Stated goal: Express the rows from the line with "[trace] wooden beam -> outlines" through the line with "[[75,58],[51,67],[62,71],[265,76],[273,72],[252,63]]" as a two-column CSV with the headers task and outline, one CSV line per row. Put each row's text and its answer in single quoted fields, with line breaks turned into spaces.

Supplied information:
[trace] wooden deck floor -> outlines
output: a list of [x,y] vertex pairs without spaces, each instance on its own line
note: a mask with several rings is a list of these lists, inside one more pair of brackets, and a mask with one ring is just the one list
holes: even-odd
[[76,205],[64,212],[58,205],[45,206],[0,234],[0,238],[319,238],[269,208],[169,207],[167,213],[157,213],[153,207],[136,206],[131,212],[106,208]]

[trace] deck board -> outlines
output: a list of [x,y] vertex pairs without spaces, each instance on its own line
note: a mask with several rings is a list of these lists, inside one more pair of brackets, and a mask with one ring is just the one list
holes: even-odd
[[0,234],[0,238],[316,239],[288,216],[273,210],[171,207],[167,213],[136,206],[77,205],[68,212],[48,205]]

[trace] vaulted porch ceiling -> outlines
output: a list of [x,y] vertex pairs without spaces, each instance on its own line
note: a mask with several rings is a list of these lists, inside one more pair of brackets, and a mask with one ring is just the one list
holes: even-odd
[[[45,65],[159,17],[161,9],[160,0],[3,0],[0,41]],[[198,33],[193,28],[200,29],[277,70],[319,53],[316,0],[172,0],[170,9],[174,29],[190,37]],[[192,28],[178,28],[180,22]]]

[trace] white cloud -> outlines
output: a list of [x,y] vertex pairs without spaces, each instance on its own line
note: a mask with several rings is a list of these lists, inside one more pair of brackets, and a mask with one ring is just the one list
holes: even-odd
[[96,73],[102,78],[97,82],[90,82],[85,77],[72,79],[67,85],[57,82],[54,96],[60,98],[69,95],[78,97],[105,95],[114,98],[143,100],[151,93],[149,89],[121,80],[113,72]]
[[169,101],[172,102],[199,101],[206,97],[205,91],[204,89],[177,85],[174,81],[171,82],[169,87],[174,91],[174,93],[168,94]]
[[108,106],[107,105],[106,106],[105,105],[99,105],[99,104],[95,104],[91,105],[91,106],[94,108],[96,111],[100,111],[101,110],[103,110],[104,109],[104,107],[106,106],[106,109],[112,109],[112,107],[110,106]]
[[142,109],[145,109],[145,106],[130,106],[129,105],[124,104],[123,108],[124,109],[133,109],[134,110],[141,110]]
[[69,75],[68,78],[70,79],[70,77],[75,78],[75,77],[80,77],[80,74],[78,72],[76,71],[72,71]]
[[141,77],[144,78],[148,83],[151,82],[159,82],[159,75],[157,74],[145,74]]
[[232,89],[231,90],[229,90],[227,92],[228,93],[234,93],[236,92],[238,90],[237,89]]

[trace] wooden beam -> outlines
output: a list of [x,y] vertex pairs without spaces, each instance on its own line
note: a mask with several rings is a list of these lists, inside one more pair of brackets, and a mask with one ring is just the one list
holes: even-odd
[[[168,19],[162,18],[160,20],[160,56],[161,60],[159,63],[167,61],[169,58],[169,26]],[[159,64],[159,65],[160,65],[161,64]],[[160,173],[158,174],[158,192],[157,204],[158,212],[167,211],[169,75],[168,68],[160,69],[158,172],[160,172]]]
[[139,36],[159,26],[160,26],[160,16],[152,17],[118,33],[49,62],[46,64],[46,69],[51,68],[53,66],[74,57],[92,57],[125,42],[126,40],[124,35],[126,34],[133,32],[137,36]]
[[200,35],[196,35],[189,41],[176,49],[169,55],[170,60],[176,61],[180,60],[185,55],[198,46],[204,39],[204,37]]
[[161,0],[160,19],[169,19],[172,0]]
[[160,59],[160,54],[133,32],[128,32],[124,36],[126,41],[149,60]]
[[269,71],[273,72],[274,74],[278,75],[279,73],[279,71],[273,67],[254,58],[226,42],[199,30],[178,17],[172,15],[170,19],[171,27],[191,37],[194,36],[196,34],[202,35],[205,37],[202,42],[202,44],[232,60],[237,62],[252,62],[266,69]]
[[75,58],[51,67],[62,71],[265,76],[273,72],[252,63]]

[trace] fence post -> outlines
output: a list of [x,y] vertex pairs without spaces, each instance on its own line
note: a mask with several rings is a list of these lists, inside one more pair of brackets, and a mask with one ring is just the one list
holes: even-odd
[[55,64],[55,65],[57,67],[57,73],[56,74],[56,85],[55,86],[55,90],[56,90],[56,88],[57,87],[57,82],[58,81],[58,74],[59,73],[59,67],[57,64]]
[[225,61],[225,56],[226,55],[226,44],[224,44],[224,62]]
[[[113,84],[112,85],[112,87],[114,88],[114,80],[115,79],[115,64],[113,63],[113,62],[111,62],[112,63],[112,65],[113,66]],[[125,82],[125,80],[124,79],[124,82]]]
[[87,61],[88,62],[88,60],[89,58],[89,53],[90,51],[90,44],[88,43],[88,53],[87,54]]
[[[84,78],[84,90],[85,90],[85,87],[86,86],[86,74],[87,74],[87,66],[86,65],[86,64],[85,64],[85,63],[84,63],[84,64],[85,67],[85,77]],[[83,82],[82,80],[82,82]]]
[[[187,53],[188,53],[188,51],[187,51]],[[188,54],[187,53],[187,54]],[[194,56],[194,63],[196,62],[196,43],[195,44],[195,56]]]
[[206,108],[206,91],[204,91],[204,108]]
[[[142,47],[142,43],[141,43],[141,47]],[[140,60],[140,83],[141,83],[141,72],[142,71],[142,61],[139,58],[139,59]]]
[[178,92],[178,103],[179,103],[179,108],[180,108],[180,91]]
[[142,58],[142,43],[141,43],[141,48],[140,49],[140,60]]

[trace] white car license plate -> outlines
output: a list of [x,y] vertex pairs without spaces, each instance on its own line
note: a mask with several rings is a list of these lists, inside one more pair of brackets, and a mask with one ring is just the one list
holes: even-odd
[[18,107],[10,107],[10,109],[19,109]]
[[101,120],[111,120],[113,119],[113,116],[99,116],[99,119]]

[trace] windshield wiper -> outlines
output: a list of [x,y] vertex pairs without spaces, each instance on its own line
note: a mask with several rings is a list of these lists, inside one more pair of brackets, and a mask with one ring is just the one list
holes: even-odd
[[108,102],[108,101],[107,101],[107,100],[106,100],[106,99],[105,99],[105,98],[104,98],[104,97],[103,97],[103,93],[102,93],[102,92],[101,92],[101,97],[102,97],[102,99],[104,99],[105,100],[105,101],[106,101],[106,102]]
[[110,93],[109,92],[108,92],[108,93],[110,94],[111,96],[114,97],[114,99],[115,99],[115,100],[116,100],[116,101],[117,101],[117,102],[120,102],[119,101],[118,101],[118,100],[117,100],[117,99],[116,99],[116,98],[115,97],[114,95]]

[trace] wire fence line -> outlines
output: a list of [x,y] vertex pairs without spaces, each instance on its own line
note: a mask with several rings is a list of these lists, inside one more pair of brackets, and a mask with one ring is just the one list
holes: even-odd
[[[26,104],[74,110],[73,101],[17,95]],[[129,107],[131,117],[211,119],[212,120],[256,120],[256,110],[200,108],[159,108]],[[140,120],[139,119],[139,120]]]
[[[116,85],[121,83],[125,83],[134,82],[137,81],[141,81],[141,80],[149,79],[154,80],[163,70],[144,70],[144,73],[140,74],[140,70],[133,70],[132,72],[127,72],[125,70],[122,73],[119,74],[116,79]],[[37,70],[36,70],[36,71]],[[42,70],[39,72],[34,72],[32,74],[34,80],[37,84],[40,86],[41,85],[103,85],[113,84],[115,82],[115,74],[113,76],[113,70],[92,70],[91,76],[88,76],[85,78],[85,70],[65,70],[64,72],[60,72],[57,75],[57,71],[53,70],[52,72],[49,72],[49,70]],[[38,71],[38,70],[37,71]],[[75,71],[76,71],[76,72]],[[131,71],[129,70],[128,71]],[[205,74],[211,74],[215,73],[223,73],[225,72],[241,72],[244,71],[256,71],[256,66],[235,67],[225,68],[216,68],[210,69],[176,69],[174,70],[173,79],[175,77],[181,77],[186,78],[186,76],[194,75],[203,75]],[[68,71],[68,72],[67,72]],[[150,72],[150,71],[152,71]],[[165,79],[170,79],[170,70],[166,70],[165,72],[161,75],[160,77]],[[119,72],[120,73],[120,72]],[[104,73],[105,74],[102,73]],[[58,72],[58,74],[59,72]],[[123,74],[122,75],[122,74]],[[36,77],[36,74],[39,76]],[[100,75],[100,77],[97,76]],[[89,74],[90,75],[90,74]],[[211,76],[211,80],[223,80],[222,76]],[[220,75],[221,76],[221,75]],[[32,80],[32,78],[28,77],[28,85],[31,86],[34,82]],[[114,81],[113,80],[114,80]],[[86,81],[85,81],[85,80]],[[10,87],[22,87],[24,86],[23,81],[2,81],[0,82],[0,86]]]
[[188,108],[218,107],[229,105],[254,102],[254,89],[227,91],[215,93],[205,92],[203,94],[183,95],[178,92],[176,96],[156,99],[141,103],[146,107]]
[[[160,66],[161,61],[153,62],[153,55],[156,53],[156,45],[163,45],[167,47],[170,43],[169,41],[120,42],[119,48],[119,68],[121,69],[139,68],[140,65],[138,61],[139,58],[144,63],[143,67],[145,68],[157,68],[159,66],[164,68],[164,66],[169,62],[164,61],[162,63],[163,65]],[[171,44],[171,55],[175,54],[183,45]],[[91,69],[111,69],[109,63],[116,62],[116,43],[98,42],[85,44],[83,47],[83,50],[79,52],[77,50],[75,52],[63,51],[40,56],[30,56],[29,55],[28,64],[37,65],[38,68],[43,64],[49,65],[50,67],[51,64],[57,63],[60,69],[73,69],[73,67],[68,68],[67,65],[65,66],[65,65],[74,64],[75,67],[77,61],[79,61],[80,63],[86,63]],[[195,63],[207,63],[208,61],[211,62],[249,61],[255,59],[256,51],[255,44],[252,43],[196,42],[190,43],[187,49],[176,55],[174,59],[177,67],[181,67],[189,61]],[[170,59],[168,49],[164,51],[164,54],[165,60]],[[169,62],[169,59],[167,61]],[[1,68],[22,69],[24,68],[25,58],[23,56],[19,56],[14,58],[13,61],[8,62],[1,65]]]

Task output:
task,outline
"[trace] wooden beam -> outlines output: a list of [x,y] vertex pairs without spaces, each instance on its own line note: a mask with several rings is a list of these lists, inside one more pair of brackets, and a mask with one ring is just the one list holes: even-odd","[[[168,19],[162,18],[160,20],[160,56],[161,60],[159,63],[167,61],[169,58],[169,26]],[[159,64],[159,65],[160,65],[161,64]],[[160,173],[158,174],[158,192],[157,204],[158,212],[167,211],[169,75],[168,68],[160,69],[158,172],[160,172]]] [[139,36],[159,26],[160,26],[160,16],[152,17],[118,33],[49,62],[46,64],[46,69],[51,68],[53,66],[74,57],[92,57],[125,42],[126,40],[124,35],[126,34],[133,32],[137,36]] [[200,35],[196,35],[189,41],[176,49],[169,55],[170,60],[176,61],[180,60],[185,55],[198,46],[204,39],[204,37]] [[161,0],[160,19],[169,19],[172,0]] [[160,59],[160,54],[133,32],[128,32],[124,36],[126,41],[149,60]] [[269,71],[273,72],[274,74],[278,75],[279,73],[279,71],[273,67],[254,58],[226,42],[199,30],[178,17],[172,15],[170,19],[171,27],[191,37],[194,36],[196,34],[202,35],[205,37],[202,42],[202,44],[232,60],[237,62],[252,62],[266,69]] [[75,58],[51,67],[62,71],[265,76],[273,72],[252,63]]"